▸ TEXT:
§

One of the hottest crops in California has long remained taboo as a business proposition: marijuana. But now, a state ballot measure attempting to legalize the drug could end up threatening the state's illicit pot business -- and shaking up the Golden State's broader economy -- growers say.
It's not a frivolous concern. While accurate market-size numbers are, understandably, hard to come by, legalization advocacy group California NORML in 2006 estimated sales of medical marijuana at between $870 million and $2 billion annually in California alone. And that's just revenue from legal pot.
Is Pot Recession Proof?
There's some evidence that the overall U.S. business has also remained, well, high during the recession. A dispensary in Denver, for example, is selling so-called cannabis caviar for a breathtaking $1,400 per ounce, according to alternative weekly Denver Westword. That might indicate that prices for the most potent pot, at least, haven't hit a low. In 2007, a government report noted that some hydroponically grown pot was selling for as much as $1,200 per ounce in New York.
Jeffrey Miron, an economics professor at Harvard University and author of the paper "The Budgetary Implications of Marijuana Prohibition", confirms that those prices aren't outrageous. "[Fourteen-hundred dollars] doesn't seem so crazy compared to prices I recently saw on a tour of a Los Angeles pharmacy where some of the list prices were $800 or $900 per ounce," he says. "This is probably the equivalent of a single malt scotch."
Of course, prices for high-end pot aren't necessarily reflective of the broader cannabis business. Unlike sales of luxury cars, mega-mansions and yachts, there isn't much data on marijuana sales or pricing, nor is there likely a similar sales volume considering that medical marijuana is still only legally purchasable in 14 states. But pot prices have historically remained relatively stable at anywhere from $200 to $800 an ounce, meaning that growers and distributors could count on a fairly regular income.
The Business Benefits of Illegality
Oddly enough, the measure to legalize pot could undermine that stability. Illegality, the argument goes, plays a big role in keeping competition low and prices high. The high cost and risk of growing, distributing and selling the drug amount to barriers of entry that keep many potential competitors out of the business. So if these activities become legal, prices could plummet as aspiring marijuana moguls flood the market.
The prospect of legalization has some Humboldt County growers so worried that an estimated 100 industry insiders met with community leaders last week to discuss the possibility of a "post-pot" economy. "The legalization of marijuana will be the single most devastating event in the work force on the North Coast," organizer Anna Hamilton reportedly said at the meeting. She estimates that the price of outdoor marijuana could drop to as little as $500 a pound and result in the loss of 15,000 to 30,000 jobs.
But if prices really do plunge, that could also, in turn, help grow a broader customer base. A paper that the Bureau of Economic Research published back in 2000 found that prices played a significant role in preventing youth marijuana use. It's not a stretch to assume other would-be customers are likely also being dissuaded by the expense, as well as the illegality, of pot.
That means the overall market size could grow, even as profit margins shrink, and many companies might get smoked out if they can't remain price-competitive -- or differentiate themselves with a premium product. Still, many of the potential impacts remain hidden because of the pot business' current semi-illegality. If marijuana becomes legal and the now-hazy business becomes more visible, it's clear that the shakeout will likely have myriad as-yet-unexpected impacts on the broader economy.

§

▸ INFORMATION:

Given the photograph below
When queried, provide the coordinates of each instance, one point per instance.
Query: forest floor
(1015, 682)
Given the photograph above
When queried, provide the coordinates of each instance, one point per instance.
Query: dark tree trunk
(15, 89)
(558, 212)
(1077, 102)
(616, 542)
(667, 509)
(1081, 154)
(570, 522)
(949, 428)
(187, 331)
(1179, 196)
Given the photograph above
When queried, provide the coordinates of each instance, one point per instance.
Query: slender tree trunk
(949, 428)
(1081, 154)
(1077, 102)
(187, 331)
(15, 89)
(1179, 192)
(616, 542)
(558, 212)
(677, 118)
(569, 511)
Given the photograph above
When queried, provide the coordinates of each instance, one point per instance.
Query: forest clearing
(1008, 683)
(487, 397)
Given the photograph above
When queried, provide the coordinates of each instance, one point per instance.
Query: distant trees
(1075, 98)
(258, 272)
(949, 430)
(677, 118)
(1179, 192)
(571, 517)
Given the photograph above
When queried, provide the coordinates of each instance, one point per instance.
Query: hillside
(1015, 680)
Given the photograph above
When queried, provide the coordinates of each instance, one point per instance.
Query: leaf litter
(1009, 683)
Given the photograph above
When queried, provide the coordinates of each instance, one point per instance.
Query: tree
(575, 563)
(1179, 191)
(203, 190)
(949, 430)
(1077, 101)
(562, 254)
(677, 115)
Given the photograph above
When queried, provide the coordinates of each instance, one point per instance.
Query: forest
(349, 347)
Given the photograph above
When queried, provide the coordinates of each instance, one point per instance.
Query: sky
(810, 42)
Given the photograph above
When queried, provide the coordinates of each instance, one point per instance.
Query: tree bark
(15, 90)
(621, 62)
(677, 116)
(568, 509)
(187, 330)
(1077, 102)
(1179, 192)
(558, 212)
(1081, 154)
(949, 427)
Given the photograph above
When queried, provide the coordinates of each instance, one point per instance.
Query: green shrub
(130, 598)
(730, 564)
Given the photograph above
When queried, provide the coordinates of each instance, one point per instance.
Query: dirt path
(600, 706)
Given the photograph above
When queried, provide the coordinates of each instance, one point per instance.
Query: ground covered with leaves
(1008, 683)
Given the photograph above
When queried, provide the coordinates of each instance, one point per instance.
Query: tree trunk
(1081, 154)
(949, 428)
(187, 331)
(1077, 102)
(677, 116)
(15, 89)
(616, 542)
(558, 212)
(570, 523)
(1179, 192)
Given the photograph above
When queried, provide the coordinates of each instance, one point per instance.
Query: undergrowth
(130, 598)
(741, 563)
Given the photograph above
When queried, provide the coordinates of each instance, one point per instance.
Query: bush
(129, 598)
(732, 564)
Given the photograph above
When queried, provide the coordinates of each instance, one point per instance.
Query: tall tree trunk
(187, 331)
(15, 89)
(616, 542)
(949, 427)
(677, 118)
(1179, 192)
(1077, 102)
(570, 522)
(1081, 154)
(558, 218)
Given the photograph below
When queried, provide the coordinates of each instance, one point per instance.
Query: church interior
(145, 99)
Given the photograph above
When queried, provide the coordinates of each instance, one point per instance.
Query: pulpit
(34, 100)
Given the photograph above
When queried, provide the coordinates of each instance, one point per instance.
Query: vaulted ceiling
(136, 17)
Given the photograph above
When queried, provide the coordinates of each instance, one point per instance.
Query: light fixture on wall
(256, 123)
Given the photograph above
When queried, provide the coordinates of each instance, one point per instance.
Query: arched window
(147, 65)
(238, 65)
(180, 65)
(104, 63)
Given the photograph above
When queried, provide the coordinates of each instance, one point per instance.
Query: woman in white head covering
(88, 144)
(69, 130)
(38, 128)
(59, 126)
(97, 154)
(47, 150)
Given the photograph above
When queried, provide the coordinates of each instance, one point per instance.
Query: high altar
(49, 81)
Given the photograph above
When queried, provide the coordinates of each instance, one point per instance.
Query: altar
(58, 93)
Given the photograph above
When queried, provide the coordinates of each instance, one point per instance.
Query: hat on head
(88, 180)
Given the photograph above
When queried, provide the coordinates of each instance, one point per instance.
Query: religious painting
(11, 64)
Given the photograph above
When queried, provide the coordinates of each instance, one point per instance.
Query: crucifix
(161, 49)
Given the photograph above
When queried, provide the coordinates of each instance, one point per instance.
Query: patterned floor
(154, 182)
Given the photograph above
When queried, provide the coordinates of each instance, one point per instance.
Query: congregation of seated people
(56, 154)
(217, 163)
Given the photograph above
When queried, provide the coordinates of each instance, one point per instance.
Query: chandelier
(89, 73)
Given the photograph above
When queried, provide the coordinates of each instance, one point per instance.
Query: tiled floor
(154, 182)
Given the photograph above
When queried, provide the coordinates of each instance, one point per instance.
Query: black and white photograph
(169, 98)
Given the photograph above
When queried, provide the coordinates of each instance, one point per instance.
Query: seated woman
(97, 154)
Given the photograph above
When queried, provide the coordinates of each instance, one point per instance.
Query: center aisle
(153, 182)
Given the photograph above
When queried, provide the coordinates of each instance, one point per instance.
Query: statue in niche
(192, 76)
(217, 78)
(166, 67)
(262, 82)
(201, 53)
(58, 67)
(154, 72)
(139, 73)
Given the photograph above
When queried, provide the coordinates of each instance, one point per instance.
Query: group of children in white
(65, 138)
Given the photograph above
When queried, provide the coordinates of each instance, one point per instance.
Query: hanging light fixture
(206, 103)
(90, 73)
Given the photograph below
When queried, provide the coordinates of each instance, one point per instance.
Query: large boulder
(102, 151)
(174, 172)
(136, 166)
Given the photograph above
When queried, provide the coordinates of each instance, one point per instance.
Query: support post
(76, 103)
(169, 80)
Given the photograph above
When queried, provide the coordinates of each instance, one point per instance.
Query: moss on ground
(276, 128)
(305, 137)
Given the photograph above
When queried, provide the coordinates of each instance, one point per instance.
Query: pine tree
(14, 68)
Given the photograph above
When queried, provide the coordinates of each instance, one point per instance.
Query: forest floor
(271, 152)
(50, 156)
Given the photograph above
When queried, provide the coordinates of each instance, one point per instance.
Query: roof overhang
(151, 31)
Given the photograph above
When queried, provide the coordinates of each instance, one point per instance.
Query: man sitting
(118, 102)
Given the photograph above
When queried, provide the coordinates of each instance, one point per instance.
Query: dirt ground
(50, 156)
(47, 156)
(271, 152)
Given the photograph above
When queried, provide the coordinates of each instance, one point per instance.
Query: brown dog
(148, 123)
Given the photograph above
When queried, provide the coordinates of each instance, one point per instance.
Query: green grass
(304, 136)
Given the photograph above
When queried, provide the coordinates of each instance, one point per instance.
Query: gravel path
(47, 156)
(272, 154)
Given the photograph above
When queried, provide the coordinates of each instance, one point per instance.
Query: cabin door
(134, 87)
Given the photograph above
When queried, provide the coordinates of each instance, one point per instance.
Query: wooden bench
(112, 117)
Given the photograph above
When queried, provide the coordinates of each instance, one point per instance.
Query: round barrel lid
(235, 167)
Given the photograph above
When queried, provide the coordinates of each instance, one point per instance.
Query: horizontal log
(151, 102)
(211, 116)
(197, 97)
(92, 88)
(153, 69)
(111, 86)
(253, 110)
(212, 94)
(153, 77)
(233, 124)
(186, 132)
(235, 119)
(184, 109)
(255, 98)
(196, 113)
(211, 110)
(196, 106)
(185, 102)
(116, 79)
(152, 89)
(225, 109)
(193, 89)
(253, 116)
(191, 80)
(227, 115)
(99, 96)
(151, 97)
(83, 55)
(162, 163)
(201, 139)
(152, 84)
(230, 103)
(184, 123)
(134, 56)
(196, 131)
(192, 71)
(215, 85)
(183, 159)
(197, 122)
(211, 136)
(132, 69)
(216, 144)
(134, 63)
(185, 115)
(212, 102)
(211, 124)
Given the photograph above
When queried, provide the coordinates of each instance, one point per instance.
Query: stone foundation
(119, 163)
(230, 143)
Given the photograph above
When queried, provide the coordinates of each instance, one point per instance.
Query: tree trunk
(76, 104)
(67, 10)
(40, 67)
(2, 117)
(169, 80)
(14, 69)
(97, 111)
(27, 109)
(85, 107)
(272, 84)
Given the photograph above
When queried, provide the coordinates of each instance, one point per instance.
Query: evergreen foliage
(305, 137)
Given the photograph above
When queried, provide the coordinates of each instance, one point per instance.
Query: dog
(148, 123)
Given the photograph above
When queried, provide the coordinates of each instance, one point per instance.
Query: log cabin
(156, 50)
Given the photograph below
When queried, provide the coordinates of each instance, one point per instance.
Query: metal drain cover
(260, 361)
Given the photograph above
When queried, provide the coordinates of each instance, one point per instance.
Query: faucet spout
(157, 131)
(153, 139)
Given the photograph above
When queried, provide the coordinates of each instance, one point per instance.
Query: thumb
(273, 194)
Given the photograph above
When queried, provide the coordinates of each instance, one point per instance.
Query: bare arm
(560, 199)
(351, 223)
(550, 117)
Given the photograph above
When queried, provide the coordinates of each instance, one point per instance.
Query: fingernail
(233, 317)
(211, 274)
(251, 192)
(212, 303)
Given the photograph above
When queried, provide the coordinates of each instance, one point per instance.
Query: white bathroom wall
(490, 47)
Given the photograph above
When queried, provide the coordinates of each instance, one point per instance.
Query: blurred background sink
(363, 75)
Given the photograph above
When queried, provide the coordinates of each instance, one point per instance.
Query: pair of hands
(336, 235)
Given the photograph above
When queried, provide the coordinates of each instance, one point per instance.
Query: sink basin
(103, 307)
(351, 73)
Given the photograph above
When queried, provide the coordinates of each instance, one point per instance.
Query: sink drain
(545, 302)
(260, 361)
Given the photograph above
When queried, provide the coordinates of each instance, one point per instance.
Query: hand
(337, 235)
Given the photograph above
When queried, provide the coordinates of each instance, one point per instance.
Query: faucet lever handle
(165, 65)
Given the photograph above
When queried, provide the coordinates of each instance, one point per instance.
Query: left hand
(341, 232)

§

▸ CHECK YOUR UNDERSTANDING:
1. Answer each question from the article on marijuana legalization.
(a) What range did California NORML estimate in 2006 for annual medical marijuana sales in California?
(b) In how many states is medical marijuana legally purchasable?
(c) How many jobs does Anna Hamilton estimate could be lost?
2. Echo the part of the article on marijuana legalization that begins at the words "But if prices" and stops after the words "the broader economy.".
3. Decide whether each statement agrees with the article on marijuana legalization. Answer yes or no, and quote the deciding words.
(a) A Denver dispensary sells cannabis caviar for $1,200 per ounce.
(b) Jeffrey Miron is an economics professor at Harvard University.
(c) The paper published in 2000 found that prices played no role in youth marijuana use.
The items come from a separate source and have no connection to the article on marijuana legalization.

▸ ANSWERS FOR THIS EXERCISE:
1.
(a) Between $870 million and $2 billion.
(b) 14.
(c) 15,000 to 30,000.

2.
But if prices really do plunge, that could also, in turn, help grow a broader customer base. A paper that the Bureau of Economic Research published back in 2000 found that prices played a significant role in preventing youth marijuana use. It's not a stretch to assume other would-be customers are likely also being dissuaded by the expense, as well as the illegality, of pot.
That means the overall market size could grow, even as profit margins shrink, and many companies might get smoked out if they can't remain price-competitive -- or differentiate themselves with a premium product. Still, many of the potential impacts remain hidden because of the pot business' current semi-illegality. If marijuana becomes legal and the now-hazy business becomes more visible, it's clear that the shakeout will likely have myriad as-yet-unexpected impacts on the broader economy.

3.
(a) No: "A dispensary in Denver, for example, is selling so-called cannabis caviar for a breathtaking $1,400 per ounce"
(b) Yes: "Jeffrey Miron, an economics professor at Harvard University"
(c) No: "found that prices played a significant role in preventing youth marijuana use"